### What you have to do:
Continue the text on ontology and terminology mapping tools, starting after its final sentence.

The OxO tool, developed by EMBL-EBI, functions as a service dedicated to identifying mappings between terms derived from ontologies, vocabularies, and coding standards. It facilitates this process by importing mappings from diverse sources, including the Ontology Lookup Service and a selected subset of mappings from the UMLS (Harrow et al., 2020).

UMLS MetaMap, developed by the National Library of Medicine, is a program designed to map biomedical text onto the Metathesaurus or, equivalently, to discern concepts within the Metathesaurus referenced in the text. Employing a knowledge-intensive approach, MetaMap leverages symbolic, natural language processing, and computational linguistic techniques to achieve accurate and contextually informed mappings (Aronson, 2001).

The BioPortal Mapping terminology service offers a unified interface to access diverse terminologies and ontologies. Leveraging BioPortal's scalable infrastructure, this service enhances performance while concurrently minimizing maintenance costs, providing an efficient and feature-rich platform for navigating and utilizing various terminological resources (Zhao et al., 2016).

BiobankConnect (Pang et al., 2015) offers a user-friendly interface designed to expedite the biobank harmonization process, presenting a streamlined approach. Its applicability extends beyond biobank operations, making it a potentially valuable tool for various biomedical data integration endeavors.

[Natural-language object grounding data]
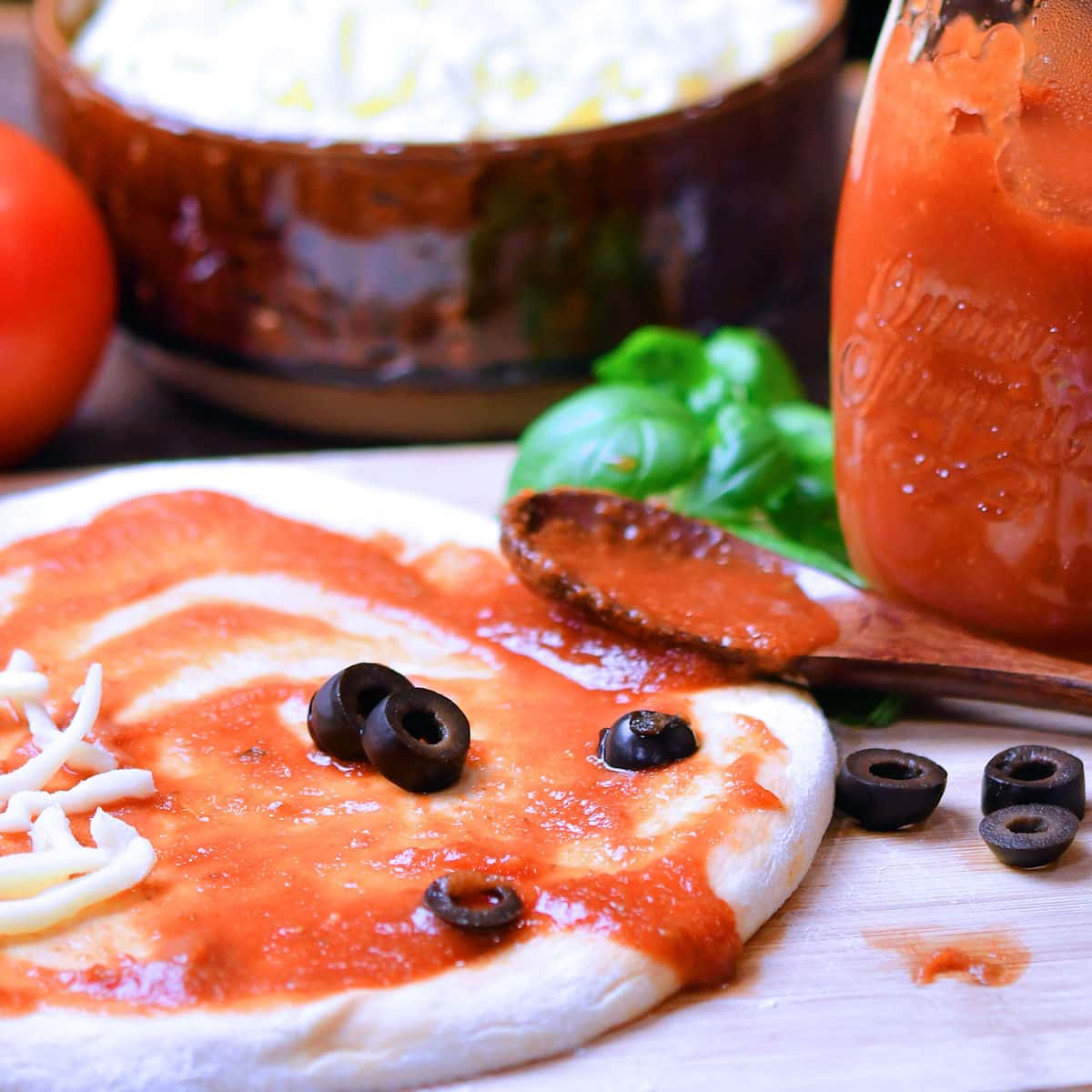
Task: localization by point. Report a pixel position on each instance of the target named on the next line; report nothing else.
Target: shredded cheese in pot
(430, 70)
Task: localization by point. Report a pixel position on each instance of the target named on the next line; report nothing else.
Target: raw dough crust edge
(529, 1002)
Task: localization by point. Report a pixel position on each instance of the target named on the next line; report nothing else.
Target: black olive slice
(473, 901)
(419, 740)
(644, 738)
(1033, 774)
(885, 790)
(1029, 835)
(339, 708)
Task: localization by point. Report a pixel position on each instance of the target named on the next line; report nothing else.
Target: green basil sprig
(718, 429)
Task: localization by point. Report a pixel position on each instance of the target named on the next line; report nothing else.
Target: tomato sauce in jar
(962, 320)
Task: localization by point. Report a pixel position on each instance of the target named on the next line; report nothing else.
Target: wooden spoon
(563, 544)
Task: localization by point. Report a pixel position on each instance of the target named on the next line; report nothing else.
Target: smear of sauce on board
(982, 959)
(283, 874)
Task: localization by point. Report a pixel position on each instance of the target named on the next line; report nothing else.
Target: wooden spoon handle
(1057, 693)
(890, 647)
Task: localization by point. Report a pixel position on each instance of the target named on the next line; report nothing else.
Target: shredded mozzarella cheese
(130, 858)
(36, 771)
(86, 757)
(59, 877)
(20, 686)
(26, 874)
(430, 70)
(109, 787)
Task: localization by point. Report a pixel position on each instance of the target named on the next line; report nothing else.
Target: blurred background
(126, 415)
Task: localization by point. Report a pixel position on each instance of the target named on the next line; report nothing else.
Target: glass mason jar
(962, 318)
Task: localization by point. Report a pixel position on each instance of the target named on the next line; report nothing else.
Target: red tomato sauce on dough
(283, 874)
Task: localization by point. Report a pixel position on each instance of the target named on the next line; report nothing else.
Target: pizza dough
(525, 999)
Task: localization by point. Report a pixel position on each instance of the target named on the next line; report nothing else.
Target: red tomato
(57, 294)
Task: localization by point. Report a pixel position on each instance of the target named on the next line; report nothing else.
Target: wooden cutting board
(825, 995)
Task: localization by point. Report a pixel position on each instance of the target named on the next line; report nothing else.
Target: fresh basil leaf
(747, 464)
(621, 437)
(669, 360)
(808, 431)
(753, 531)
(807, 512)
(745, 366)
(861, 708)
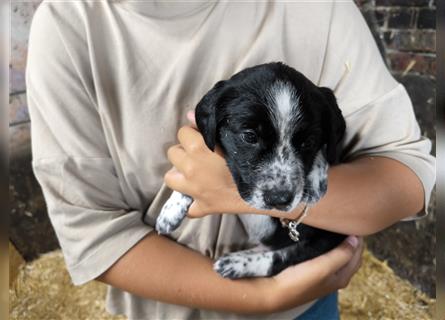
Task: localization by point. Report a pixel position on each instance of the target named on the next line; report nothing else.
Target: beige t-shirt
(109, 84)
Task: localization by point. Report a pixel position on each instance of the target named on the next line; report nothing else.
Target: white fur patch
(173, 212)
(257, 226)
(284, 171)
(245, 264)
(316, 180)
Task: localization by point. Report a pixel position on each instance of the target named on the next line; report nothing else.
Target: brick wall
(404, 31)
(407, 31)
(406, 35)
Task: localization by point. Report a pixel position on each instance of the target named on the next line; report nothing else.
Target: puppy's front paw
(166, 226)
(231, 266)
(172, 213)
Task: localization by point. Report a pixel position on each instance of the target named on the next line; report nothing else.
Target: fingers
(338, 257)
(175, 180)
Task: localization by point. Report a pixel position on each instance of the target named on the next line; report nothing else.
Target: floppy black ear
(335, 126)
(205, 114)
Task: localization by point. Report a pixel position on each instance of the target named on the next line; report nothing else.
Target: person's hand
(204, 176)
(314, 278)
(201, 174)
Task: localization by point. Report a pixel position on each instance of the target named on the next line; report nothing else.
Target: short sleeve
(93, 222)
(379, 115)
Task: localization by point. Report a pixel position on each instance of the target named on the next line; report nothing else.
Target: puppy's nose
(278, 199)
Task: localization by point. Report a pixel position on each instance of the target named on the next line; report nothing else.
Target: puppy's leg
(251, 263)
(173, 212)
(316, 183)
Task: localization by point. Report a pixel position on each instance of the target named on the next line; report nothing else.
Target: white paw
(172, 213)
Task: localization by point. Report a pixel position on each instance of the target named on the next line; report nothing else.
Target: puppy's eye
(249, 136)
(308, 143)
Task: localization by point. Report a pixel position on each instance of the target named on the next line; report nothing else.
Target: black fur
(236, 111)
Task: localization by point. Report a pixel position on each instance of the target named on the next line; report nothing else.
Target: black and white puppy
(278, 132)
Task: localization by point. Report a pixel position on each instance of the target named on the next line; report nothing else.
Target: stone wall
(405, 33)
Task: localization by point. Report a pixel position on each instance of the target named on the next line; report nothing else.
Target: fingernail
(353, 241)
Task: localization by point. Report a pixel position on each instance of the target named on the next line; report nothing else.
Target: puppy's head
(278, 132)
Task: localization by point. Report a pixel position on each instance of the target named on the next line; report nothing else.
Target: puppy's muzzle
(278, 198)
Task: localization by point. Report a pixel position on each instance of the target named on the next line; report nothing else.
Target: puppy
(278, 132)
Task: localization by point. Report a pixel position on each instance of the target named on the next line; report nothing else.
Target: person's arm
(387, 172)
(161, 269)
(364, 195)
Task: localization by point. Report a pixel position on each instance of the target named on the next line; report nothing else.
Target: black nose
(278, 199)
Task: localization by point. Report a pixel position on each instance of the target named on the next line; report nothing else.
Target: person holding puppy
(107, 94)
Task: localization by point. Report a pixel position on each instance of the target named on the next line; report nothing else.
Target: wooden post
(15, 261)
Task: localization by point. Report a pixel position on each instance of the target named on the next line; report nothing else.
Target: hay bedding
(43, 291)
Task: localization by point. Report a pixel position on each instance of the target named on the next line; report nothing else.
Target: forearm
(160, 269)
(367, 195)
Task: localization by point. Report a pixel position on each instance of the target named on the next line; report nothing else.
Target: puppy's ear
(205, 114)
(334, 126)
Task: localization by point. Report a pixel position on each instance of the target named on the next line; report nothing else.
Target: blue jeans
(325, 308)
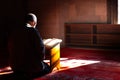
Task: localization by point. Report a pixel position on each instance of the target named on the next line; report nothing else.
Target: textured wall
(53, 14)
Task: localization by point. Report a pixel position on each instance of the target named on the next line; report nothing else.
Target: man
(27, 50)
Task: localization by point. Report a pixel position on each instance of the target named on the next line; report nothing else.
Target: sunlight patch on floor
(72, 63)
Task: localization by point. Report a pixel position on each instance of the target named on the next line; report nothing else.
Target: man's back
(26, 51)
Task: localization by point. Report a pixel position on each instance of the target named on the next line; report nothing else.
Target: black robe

### Solved problem:
Karma (Erkimbaev et al., 2018) serves as an information integration tool, facilitating swift and seamless integration of data from diverse sources such as databases, spreadsheets, and text files. Utilizing a graphical user interface, users can model information based on a selected ontology, automating a substantial portion of the integration process. The tool employs machine learning to discern the mapping of data to ontology classes, subsequently proposing a model that effectively links these classes together.

RightField, an open-source tool (Wolstencroft et al., 2011), facilitates the integration of ontology term selection into Excel spreadsheets. Although developed prior to the FAIR principles, RightField remains a valuable asset in the realm of data stewardship. Its primary function involves the creation of semantically aware Excel spreadsheet templates, which scientists can then reuse for data collection and annotation. Notably, scientists benefit from RightField by consistently annotating their data without delving into the intricacies of various standards and ontologies, all seamlessly embedded within the familiar Excel spreadsheet environment. This approach ensures data consistency without necessitating a departure from customary scientific practices.

SCALEUS-FD (Pereira et al., 2020) is a semantic web tool that complies with FAIR Data principles, allowing for data integration and reuse through online exposure of data and metadata in a self-descriptive manner. The tool addresses privacy issues and enables cataloging and searchability, with potential for improving medical care, public health policies, and clinical trials. Semantic technologies are able to describe data, map and link distributed datasets, and create an information network that can be used to search for information from a single entrypoint. FAIR data requires a persistent, globally unique identifier for data and metadata, as well as rich and standardized metadata that includes clear references to the identified data. The FAIRification process involves transforming data into a machine-readable, FAIR-compliant representation, defining metadata on data usage and provenance, and providing a query interface for end-users. SCALEUS allows migration of structured and unstructured information into a semantic format without the need for a predefined data integration ontology, offering flexibility in managing data models.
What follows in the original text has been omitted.